--- Begin Records for this task ---
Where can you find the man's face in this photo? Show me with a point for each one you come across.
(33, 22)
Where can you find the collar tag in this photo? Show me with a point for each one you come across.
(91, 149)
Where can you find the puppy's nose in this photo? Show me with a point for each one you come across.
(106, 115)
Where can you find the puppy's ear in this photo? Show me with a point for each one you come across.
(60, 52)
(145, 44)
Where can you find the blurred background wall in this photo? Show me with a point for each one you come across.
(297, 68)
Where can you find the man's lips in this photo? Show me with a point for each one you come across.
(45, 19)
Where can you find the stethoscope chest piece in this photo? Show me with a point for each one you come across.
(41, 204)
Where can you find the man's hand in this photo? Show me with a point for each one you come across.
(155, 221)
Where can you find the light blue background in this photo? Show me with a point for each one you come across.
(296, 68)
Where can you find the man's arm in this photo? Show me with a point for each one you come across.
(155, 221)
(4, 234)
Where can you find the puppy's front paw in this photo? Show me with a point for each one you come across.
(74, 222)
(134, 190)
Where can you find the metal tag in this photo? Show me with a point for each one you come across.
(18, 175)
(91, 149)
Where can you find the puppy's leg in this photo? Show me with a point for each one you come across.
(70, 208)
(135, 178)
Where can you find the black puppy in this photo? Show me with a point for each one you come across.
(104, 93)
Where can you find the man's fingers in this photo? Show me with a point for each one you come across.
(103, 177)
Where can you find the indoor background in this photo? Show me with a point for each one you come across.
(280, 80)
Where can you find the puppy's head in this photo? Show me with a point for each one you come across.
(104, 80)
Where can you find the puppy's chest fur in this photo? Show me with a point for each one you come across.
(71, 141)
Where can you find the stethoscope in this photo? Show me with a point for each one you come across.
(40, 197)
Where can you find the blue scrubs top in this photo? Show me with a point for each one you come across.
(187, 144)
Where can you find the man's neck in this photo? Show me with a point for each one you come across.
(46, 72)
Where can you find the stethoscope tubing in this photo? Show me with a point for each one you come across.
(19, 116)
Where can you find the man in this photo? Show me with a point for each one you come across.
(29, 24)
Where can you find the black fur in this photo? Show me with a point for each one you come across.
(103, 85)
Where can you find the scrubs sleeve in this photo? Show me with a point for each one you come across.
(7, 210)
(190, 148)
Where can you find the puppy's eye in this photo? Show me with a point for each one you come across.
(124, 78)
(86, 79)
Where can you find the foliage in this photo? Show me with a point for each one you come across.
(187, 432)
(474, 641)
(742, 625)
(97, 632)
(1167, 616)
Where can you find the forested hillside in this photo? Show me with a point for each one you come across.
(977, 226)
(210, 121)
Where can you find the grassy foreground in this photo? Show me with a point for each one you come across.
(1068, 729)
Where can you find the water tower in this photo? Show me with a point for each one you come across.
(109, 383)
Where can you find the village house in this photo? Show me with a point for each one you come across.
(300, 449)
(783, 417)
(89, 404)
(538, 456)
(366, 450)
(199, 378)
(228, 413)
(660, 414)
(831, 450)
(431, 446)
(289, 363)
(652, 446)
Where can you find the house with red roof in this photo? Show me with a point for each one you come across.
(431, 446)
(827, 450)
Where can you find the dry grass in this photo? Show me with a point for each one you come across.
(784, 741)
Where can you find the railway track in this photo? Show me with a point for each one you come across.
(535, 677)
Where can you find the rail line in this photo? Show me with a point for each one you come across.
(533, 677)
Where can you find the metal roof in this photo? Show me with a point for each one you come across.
--- End Records for this task ---
▶ Task to carry out: Quote every line of the data, word for word.

▶ Full solution:
Where can you find the man's face in this photo? Show me with a point for each one you come across.
(33, 22)
Where can you find the collar tag in this photo? Show me with a point for each one you come across.
(91, 149)
Where can you find the puppy's nose in this photo? Show me with a point for each one you come across.
(106, 115)
Where can you find the puppy's ear in this photo? Show me with a point for each one you come across.
(60, 52)
(145, 44)
Where can you find the blurred background wall in this photo? Show me with a point for each one you come across.
(297, 68)
Where can you find the man's lips in this photo? Show me with a point for each one you come across.
(45, 19)
Where can you find the stethoscope chest piece in this photo? Show me with a point for each one you come across.
(41, 204)
Where can you find the man's hand in this photo? Show me with a point for each one you come across.
(155, 221)
Where can you find the light blue background in this photo? Show me with a point for each one you come across.
(296, 68)
Where can you find the man's arm in this photo? Show me with a point for each one you come across.
(155, 221)
(4, 234)
Where can you find the puppy's front paw in this photo? Show me with a point for each one you come across.
(74, 222)
(134, 190)
Where can you find the metal tag in this photo? Show me with a point for each one you come across.
(18, 175)
(91, 149)
Where can you find the puppy's leg in this photo? Show me with a point for each one you come across.
(70, 208)
(135, 178)
Where can you find the black puppy in this photo? Show me with a point for each one you come across.
(104, 93)
Where can you find the man's fingers in this photo? Show me with a point for each one you come across.
(103, 177)
Where can you find the indoor background in this photo? Show me with a point for each one you come across.
(280, 80)
Where can you find the puppy's head in this photo? Show me with a point for each one you come across.
(104, 80)
Where can you find the puppy's chest fur in this photo? Show me with a point for each one you come across.
(71, 141)
Where can you find the stethoscope in this photo? Show me with a point for each one you come across.
(40, 197)
Where can you find the blue scrubs top in this photo? Show me with a point for each one you come across.
(187, 144)
Where can you find the man's neck in this photo? Show me with a point for each one you come across.
(46, 72)
Where can you find the stethoscope tubing in this photo? Show me with a point for each one you come across.
(19, 116)
Where can you find the man in this photo? Show me with a point for each one you come across.
(29, 24)
Where can you find the black fur in this photo? Show me with a point for each one you come across.
(103, 85)
Where can you find the scrubs sleeve in this photo? Show me with a point for each one you come across.
(7, 210)
(190, 148)
Where can you find the puppy's eye in this photo? Show me with a point for each one you come across.
(124, 78)
(86, 79)
Where can you find the foliage in this photo? Show me with a point for each one you come across.
(187, 432)
(474, 641)
(742, 625)
(97, 632)
(1167, 616)
Where can you find the forested hillside in this photo? Show me with a point for each one you come across.
(977, 226)
(210, 121)
Where can you find the grassy foreground in this photo? Show me with a point for each one you come across.
(1068, 729)
Where can you find the water tower in this photo? Show me with a point for each one you come across.
(109, 383)
Where can you find the village house in this photo? Show me with a point for each one you come across.
(300, 449)
(783, 417)
(89, 404)
(538, 456)
(366, 450)
(199, 378)
(228, 413)
(660, 414)
(831, 450)
(431, 446)
(289, 363)
(652, 446)
Where can you find the house with red roof in this photo? Show me with a point for each one you come across.
(431, 446)
(827, 450)
Where can you find the dry grass in this photo? Show me with a point for each one you come across.
(784, 741)
Where can you find the railway track in this photo? Show me with a point for each one you come across.
(535, 677)
Where can you find the rail line in this photo? Show me with a point for each one you come across.
(533, 677)
Where can you find the metal roof in this photo? Show me with a point for each one you come across.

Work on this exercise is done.